◆ Problem to work on ◆
Quote the listing below in its entirety.

◆ Provided material ◆
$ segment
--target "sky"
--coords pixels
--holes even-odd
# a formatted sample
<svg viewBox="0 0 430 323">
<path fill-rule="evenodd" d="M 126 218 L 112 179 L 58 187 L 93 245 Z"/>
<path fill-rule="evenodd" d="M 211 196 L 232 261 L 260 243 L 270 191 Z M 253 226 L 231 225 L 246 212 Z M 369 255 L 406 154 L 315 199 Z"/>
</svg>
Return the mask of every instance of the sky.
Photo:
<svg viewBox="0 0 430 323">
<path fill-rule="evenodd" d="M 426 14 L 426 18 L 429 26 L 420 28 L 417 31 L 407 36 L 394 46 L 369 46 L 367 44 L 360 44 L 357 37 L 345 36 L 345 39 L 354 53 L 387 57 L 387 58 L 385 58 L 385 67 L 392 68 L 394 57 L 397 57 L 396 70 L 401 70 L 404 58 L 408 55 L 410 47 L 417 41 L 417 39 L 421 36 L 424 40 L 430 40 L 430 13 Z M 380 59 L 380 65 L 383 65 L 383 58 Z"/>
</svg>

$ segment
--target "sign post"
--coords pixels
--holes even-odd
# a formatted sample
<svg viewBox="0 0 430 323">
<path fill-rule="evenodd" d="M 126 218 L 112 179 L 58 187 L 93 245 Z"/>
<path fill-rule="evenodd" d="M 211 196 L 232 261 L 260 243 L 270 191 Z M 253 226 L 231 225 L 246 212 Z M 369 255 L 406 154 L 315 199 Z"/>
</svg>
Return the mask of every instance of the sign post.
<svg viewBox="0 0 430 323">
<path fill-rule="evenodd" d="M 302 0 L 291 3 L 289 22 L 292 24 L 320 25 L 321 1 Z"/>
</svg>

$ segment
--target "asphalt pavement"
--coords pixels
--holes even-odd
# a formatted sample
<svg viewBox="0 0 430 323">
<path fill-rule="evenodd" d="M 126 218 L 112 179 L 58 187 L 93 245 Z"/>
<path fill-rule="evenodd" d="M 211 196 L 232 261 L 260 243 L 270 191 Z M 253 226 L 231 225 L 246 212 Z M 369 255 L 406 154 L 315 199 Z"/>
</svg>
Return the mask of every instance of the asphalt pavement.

◆ Exercise output ◆
$ segment
--target "sky"
--coords pixels
--holes even-odd
# a formatted sample
<svg viewBox="0 0 430 323">
<path fill-rule="evenodd" d="M 126 218 L 112 179 L 58 187 L 93 245 Z"/>
<path fill-rule="evenodd" d="M 211 196 L 232 261 L 260 243 L 270 191 Z M 253 226 L 231 225 L 246 212 Z M 369 255 L 406 154 L 315 199 Z"/>
</svg>
Return the mask of every instance of the sky.
Photo:
<svg viewBox="0 0 430 323">
<path fill-rule="evenodd" d="M 426 14 L 426 18 L 429 26 L 420 28 L 417 31 L 407 36 L 394 46 L 369 46 L 367 44 L 360 44 L 357 37 L 345 36 L 345 39 L 354 53 L 387 57 L 387 58 L 385 58 L 385 67 L 392 68 L 394 57 L 397 57 L 396 70 L 401 70 L 404 58 L 408 55 L 410 47 L 417 41 L 417 39 L 421 36 L 424 40 L 430 40 L 430 13 Z M 380 59 L 380 65 L 383 65 L 383 58 Z"/>
</svg>

$ segment
--target "sign post"
--coords pixels
--holes even-odd
# a formatted sample
<svg viewBox="0 0 430 323">
<path fill-rule="evenodd" d="M 126 218 L 112 179 L 58 187 L 93 245 Z"/>
<path fill-rule="evenodd" d="M 211 196 L 232 261 L 260 243 L 270 191 Z M 253 226 L 231 225 L 246 212 Z M 369 255 L 406 154 L 315 199 Z"/>
</svg>
Return the mask of every instance of the sign post.
<svg viewBox="0 0 430 323">
<path fill-rule="evenodd" d="M 302 0 L 291 3 L 289 22 L 292 24 L 320 25 L 321 1 Z"/>
</svg>

$ segment
--target "asphalt pavement"
--coords pixels
--holes even-odd
# a formatted sample
<svg viewBox="0 0 430 323">
<path fill-rule="evenodd" d="M 126 218 L 112 179 L 58 187 L 93 245 Z"/>
<path fill-rule="evenodd" d="M 211 196 L 232 261 L 260 243 L 270 191 Z M 253 226 L 231 225 L 246 212 Z M 369 255 L 406 154 L 315 199 Z"/>
</svg>
Return the mask of every instance of the asphalt pavement.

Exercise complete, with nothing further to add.